Print every item below word for word, and leave out any picture.

^^^^^^^^

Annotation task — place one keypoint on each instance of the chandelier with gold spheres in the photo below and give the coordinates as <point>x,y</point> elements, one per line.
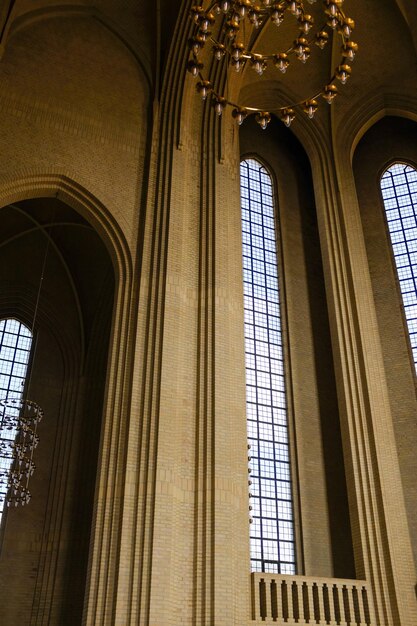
<point>237,18</point>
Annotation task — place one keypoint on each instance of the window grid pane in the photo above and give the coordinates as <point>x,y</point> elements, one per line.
<point>272,529</point>
<point>399,187</point>
<point>15,345</point>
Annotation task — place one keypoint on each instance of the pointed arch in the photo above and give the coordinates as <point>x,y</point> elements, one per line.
<point>399,192</point>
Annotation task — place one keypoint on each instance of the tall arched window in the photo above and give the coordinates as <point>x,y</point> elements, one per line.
<point>399,191</point>
<point>272,528</point>
<point>15,346</point>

^^^^^^^^

### Exercise response
Annotation task — place one keypoint on each instance of the chandelier with gold spheres in the photo below and give the coordinates as <point>x,y</point> elements, one per line.
<point>237,18</point>
Annotation task — place one keypoint on each instance of the window grid pane in the photo above and give the coordinates as <point>x,y</point> elements, one per line.
<point>272,529</point>
<point>399,187</point>
<point>15,345</point>
Annotation task — place one keypoint on each instance of the pointed arch in the photo above and give the coordinates as <point>x,y</point> elements, one per line.
<point>399,192</point>
Annotation task — place one keypoint on each instance of the tall arched window in the photo above and give the coordinates as <point>x,y</point> elements, one per line.
<point>399,191</point>
<point>272,528</point>
<point>15,346</point>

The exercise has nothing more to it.